*** SELECTED EXCERPT ***

Now looking at the course, it’s one that does favor those that hit it long, it’s a “Bombers Course.” The biggest thing is its elevation, it’s just over 7,600 feet above sea level making it the highest course ever played on the PGA Tour. The last three years despite the course is lush and the ball has very little roll to it, still, the course average drive on all the holes was 303.6 yards making it the course with the highest driving average of any course on the PGA Tour. In 2018 only one course was longer Firestone and in 2017 five courses saw longer driving averages.
So we can see off the bat that the course is big for long hitters, especially since it ranks 17th in driving accuracy. One thing that is important is the fact that most players hit a lot of fairways and greens which makes you tend to think the course is not that hard. Each year the tournament is played the rough is longer making it harder to hit the green if you miss the fairway

In looking at the stats for Club de Golf Chapultepec, in 2017 the first stat that struck one is strokes gained Tee-to-Green as that stat was led by winner Dustin Johnson and five of those in the top-ten in this stat were in the top-ten of the tournament. But in 2018 that wasn’t the case, winner Phil Mickelson was ranked 12th and Justin Thomas ranked 3rd and five of the top ten were in the top-ten in this stat so it’s still important. Last year winner Dustin Johnson was 2nd behind Rory McIlroy so it’s an important element in winning this championship.
Now there is no stat in comparing how a player will do well on two different courses, but Club de Golf Chapultepec has a lot of the same characteristics of Riviera Country Club. Both courses have Kikuyu fairways and Poa Annua greens On top of that both courses have lots of stately eucalyptus trees so in looking for a winner think of players that also do well at Riviera. We talk about how important it is putting on Poa Annua greens and you can see that the two winners Dustin Johnson and Phil Mickelson won on Riviera which has Poa Annua greens, adding more to it both have won on Pebble Beach which also has Poa Annua greens. Now the difference was night and day on the greens for Johnson winning in 2017 and Mickelson winning in 2018. For Johnson in 2017 putts from ten feet and in, only one person missed more putts than Johnson. It’s hard to believe that Dustin won making only 61 putts out of 77, most of those misses coming from four and five feet, probably due to bumpy conditions. But on the other end of the spectrum, Johnson made four putts out of 7 in the 15 to 20-foot range and two out of 13 over 25 feet. One thing that Johnson did well was having 36 one-putts, which ranked T-5th.

*** SOURCE RECORDS ***

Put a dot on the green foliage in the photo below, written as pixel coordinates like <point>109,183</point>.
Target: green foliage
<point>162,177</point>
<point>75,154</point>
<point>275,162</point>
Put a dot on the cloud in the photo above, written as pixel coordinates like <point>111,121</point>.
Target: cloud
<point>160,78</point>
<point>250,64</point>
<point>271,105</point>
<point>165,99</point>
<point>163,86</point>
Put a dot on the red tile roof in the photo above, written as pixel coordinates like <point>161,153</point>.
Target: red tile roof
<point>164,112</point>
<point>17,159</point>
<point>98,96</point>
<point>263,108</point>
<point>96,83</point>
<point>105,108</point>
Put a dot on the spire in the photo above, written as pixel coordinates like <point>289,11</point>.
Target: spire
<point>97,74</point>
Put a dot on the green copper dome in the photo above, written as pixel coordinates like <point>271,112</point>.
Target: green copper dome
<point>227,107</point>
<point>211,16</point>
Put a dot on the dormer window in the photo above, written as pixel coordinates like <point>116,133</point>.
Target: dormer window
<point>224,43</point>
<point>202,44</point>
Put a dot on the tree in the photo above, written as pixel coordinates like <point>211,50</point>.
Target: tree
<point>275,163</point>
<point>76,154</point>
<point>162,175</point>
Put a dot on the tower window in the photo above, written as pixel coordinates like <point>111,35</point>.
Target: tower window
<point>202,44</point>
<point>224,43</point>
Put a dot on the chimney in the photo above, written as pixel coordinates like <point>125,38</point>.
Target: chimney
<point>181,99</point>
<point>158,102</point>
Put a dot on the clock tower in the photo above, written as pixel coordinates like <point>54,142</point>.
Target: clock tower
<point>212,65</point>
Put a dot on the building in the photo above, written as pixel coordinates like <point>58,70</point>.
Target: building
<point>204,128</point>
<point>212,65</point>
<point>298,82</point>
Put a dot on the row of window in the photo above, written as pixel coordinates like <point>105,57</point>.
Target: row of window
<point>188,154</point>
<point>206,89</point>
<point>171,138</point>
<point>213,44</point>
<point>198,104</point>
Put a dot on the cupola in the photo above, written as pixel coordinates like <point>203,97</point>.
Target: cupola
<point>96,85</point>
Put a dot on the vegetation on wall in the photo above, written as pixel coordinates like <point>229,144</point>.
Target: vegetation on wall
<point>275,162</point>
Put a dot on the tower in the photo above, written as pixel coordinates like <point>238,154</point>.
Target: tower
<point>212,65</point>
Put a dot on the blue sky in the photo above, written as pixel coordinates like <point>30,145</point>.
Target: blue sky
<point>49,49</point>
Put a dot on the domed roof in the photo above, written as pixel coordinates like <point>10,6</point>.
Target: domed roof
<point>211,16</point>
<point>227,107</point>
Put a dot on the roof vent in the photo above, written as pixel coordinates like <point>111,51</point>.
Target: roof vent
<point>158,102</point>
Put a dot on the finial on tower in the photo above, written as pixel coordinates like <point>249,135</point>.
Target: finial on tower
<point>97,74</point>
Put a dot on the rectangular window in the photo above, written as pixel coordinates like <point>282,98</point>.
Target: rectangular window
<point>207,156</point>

***

- WHAT TO DO
(1) Name every golfer mentioned in the text about Club de Golf Chapultepec.
(2) In the listing, begin at the line that has "Put a dot on the cupola" and stop after the line that has "<point>49,49</point>". Write those lines out again, replacing "Put a dot on" with "Mark" and leaving everything else as it is.

- RESULTS BY TASK
(1) Dustin Johnson, Phil Mickelson, Justin Thomas, Rory McIlroy

(2)
Mark the cupola in the photo above, written as pixel coordinates like <point>203,97</point>.
Target: cupola
<point>96,85</point>
Mark the vegetation on wall in the photo above, written as pixel coordinates like <point>229,144</point>.
Target: vegetation on wall
<point>275,162</point>
Mark the tower in the photo above, written as pixel coordinates like <point>238,154</point>.
Target: tower
<point>212,65</point>
Mark the blue sky in the photo above, written as pixel coordinates like <point>30,145</point>.
Target: blue sky
<point>49,49</point>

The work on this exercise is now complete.